— EXERCISE REQUIREMENTS —
If a line in the entries below contains the word "frame", it counts; report how many such lines there are, and only that number.

— EXERCISE MATERIAL —
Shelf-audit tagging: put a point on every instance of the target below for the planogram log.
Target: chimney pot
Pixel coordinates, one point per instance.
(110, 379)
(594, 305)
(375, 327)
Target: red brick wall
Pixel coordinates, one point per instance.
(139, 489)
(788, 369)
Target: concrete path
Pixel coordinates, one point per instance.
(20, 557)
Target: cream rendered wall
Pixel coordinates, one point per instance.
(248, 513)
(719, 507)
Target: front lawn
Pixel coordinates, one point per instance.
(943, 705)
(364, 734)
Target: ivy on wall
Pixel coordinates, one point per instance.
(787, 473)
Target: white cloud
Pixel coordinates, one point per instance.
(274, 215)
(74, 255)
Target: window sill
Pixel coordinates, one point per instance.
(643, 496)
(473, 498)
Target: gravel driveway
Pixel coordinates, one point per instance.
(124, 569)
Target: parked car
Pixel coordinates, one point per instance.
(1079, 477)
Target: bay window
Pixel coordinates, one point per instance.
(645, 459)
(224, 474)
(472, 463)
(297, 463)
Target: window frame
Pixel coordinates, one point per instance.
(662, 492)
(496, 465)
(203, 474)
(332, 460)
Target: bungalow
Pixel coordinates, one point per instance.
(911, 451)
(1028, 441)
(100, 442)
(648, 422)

* * *

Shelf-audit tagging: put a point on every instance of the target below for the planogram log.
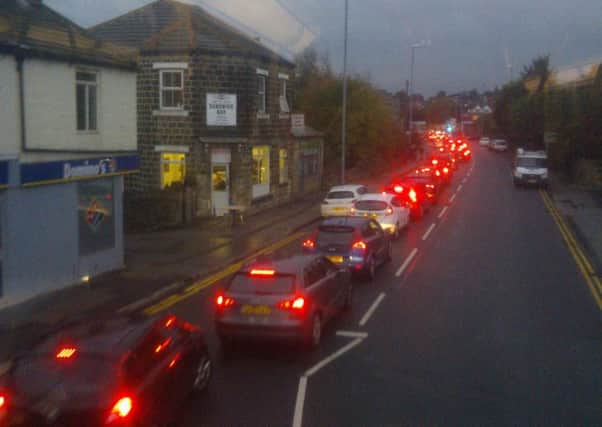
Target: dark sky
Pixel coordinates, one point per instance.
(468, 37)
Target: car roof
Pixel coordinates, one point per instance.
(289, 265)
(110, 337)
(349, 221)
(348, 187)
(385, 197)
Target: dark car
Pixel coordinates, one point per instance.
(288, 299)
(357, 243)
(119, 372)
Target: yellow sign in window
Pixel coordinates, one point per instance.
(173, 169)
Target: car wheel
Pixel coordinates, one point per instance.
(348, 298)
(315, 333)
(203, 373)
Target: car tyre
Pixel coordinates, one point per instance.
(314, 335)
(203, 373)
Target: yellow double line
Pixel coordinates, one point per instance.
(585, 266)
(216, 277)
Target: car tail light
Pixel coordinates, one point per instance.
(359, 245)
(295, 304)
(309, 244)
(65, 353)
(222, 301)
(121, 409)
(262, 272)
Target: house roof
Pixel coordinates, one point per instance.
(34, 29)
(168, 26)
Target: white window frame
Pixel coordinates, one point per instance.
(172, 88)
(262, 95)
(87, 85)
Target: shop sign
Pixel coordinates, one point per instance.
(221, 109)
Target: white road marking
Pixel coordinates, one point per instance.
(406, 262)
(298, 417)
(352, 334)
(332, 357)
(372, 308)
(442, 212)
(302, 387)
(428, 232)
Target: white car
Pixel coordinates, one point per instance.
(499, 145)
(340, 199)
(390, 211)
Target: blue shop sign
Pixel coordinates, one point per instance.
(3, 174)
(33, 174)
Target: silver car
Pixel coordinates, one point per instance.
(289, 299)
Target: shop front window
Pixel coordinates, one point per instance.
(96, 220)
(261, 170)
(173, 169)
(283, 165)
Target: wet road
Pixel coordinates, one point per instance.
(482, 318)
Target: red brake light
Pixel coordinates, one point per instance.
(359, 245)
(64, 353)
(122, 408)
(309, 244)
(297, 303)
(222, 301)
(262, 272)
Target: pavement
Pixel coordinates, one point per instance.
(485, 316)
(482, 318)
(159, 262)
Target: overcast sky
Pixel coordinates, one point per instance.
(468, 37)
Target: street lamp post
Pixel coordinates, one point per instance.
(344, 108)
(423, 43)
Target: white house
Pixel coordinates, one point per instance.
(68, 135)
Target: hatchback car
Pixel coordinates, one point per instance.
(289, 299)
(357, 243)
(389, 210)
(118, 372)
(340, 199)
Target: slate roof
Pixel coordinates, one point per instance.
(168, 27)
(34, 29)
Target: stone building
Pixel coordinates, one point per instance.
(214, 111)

— SOLVED PROBLEM —
2